#### Text passage ####

For more than a hundred years, the restaurant trade was dominated by the Cantonese, whose cuisine, fantastically reimagined, provided America’s idea of Chinese food: sweet-and-sour pork, wonton soup, General Tso’s chicken. In the late nineteen-eighties, the mixture of immigrants changed. As reports of China’s one-child policy and of the clash in Tiananmen Square outraged the American public, Chinese immigrants started getting special dispensation in U.S. immigration courts. The Fujianese saw an opportunity. Fujian Province, hemmed in by mountains on one side and by the Taiwan Strait on the other, had been a largely impoverished place for centuries. Its inhabitants began leaving with such urgency that villages emptied out virtually overnight.

In the U.S., the Fujianese took restaurant jobs, learned the trade, and saved up to buy out owners or to open restaurants of their own. The restaurants were concentrated in big cities, but, as competition grew, enterprising immigrants moved away, in search of greater profits. “Previously, if you were looking for a job, it was inside Chinatown or Queens, so people just recommended each other,” Peter Kwong, a professor of Asian-American studies at Hunter College, in New York, said. As Chinese restaurants spread across the country, employment agencies cropped up to link them together.

Fujianese food is traditionally soupy and slightly sweet, heavy on shellfish and seafood. But, as Fujianese immigrants took over restaurants, they adopted their predecessors’ menus, offering the same spring rolls and egg foo young. In the Chinese-restaurant business, the Fujianese have a reputation for being hardworking and somewhat myopic. A common joke describes their doggedness: if an entrepreneur opened a successful gas station along a highway, Western businessmen might build a grocery store or a café nearby; an influx of Fujianese entrepreneurs would open fifty more gas stations.

#### Supplied information ####

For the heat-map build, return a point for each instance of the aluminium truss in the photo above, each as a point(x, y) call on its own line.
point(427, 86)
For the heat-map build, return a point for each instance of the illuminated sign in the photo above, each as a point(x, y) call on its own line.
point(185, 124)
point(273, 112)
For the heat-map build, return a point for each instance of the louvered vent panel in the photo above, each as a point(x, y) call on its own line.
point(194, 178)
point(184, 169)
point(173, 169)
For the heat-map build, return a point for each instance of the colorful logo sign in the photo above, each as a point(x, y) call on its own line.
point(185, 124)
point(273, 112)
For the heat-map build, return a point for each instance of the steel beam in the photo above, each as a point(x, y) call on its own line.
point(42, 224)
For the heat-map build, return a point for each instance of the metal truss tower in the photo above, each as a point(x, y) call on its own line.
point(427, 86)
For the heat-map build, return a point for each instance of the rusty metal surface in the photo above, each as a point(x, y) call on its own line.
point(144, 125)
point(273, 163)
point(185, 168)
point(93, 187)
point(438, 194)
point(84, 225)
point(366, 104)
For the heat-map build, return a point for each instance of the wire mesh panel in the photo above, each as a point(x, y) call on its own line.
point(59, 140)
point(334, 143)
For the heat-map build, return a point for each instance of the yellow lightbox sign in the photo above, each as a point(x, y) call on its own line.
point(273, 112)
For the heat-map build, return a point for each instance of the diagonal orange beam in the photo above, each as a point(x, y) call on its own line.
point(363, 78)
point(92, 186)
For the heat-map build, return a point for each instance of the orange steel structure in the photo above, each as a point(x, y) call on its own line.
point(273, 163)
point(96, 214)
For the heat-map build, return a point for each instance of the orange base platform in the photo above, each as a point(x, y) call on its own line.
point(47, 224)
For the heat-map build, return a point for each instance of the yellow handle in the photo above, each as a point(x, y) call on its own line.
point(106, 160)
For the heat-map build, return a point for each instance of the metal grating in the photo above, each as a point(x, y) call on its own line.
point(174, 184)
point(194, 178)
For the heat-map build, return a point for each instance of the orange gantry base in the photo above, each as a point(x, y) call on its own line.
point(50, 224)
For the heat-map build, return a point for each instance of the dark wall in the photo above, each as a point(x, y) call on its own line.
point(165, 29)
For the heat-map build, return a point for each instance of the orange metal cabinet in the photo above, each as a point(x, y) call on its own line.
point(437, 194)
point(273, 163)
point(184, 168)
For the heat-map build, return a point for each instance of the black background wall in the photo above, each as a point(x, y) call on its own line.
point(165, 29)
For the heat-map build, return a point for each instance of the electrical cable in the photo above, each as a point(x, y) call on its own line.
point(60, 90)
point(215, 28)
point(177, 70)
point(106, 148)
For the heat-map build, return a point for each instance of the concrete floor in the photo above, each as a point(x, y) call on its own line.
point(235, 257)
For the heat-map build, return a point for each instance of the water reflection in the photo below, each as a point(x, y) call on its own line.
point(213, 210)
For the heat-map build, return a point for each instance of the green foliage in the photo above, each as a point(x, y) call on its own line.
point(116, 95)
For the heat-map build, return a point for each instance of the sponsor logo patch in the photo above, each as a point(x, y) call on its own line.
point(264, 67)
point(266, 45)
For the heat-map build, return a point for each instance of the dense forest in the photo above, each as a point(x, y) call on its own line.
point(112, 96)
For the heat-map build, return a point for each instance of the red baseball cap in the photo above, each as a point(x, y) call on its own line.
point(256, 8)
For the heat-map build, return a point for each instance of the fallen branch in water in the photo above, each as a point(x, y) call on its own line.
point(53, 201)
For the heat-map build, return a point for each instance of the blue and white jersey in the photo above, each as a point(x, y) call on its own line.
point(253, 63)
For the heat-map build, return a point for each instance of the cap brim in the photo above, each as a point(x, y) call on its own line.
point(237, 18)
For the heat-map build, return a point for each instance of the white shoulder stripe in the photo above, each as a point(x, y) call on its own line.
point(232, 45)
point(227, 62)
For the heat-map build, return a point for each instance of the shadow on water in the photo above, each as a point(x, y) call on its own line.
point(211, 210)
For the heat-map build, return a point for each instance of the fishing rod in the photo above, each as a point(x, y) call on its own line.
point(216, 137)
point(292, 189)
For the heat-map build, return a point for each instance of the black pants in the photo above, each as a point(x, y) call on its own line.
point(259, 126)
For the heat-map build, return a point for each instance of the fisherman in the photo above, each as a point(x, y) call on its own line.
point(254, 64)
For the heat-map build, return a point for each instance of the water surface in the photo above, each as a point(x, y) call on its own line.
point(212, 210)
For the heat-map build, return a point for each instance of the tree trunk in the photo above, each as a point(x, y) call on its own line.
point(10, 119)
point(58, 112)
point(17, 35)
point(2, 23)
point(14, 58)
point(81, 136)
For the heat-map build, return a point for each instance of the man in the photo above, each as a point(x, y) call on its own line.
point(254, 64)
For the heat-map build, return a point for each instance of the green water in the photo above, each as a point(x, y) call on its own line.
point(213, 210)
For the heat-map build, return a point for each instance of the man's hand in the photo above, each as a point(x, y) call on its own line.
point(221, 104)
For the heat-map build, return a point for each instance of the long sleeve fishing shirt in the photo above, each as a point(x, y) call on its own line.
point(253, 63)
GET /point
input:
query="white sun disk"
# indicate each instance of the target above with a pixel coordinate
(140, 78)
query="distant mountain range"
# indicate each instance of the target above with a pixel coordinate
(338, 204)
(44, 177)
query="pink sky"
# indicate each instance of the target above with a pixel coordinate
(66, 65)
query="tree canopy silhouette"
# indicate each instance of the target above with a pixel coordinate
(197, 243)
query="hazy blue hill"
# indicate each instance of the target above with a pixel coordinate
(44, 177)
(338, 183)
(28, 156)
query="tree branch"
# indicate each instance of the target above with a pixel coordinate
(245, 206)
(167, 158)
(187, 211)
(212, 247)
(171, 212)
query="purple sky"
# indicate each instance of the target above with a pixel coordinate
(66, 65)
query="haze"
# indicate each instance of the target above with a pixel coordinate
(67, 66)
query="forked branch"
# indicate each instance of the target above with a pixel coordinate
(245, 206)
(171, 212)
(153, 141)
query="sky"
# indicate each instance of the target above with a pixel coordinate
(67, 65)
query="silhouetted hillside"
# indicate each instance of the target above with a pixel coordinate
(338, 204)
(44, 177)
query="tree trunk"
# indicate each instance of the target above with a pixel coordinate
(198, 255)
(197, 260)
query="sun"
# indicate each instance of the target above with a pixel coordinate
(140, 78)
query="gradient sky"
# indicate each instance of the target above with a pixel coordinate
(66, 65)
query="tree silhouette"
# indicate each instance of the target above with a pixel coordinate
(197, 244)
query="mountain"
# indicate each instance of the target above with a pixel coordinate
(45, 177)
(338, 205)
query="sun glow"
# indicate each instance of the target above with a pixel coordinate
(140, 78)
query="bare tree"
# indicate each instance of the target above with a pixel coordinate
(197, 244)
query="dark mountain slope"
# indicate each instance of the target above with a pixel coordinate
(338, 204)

####
#### Supplied information ####

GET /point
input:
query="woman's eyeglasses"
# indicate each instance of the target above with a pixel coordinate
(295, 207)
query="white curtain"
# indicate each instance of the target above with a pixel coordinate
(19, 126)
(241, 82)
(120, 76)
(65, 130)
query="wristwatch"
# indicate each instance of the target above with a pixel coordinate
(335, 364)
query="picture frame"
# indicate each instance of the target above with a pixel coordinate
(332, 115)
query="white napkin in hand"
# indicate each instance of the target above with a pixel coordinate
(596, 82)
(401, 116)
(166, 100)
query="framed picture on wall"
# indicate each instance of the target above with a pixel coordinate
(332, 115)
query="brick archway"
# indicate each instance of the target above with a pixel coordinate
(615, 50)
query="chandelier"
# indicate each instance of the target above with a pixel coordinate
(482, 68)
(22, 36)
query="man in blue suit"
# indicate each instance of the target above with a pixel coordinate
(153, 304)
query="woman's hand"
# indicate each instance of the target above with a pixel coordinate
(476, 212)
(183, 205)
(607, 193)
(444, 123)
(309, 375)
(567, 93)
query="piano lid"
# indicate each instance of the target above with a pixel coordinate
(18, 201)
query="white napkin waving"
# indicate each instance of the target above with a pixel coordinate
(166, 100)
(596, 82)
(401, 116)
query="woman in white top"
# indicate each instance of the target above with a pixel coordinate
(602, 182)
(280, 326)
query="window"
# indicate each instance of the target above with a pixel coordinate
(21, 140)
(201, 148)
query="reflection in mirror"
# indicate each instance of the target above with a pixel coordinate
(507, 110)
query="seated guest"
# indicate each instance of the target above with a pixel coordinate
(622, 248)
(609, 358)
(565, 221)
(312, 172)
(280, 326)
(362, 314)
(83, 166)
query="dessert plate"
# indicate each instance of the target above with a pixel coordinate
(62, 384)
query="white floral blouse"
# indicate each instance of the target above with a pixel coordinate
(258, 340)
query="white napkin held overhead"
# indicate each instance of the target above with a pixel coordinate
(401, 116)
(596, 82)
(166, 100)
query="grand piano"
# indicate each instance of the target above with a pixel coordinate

####

=== Tasks for this exercise ===
1. Collect every line of the records that contains the word "truss".
2. Please continue the passage on Fujianese immigrants in the Chinese-restaurant trade, starting after its final sentence.

=== Expected results ===
1.
For the heat-map build, return a point for each instance of the aluminium truss in the photo above, each as a point(x, y) call on its own line.
For the heat-map build, return a point for each instance of the metal truss tower in the photo above, each as a point(x, y) call on its own line.

2.
The joke underplays how lucrative the restaurant business has been. In the villages surrounding Fuzhou, the provincial capital, the evidence of people flowing out and money flowing back in is visible on nearly every street. The village of Houyu, after a decades-long building boom, is filled with ostentatious mansions, even though few people remain to live in them; the area is so depopulated that, in some cases, squatters have moved in and stayed, undetected, for months. A woman I met there, who runs a takeout restaurant in New Jersey, waved at the empty houses and said, “It doesn’t matter if no one is living there. You have to build a big house so people look at it and say, ‘Oh, that person is doing really well in the United States.”

The village that Rain left in 2009, on the water north of Houyu, has been similarly transformed. Most of the adults who still live there are supported by someone overseas, and the ones who remain eke out a living as fishermen or farmers. Rain’s father, a former teacher, worked in faraway factory towns, and came back when he could, bringing toys. “I worshipped him,” Rain told me.

Rain speaks nostalgically of village life. Growing up, he played games in the alleys until dinnertime and then ran out again to play under the stars. As he got older, he and his friends liked to light firecrackers, stick them in water-buffalo dung, and then sprint away. He remembers the days stretching out lazily, running into years with no urgency. There’s little leisure in the U.S., he says. “If you ask people here if they want to go out and eat dinner with you, or go somewhere to have fun one day, they’ll say, ‘What? You think I have that much American time?’ ”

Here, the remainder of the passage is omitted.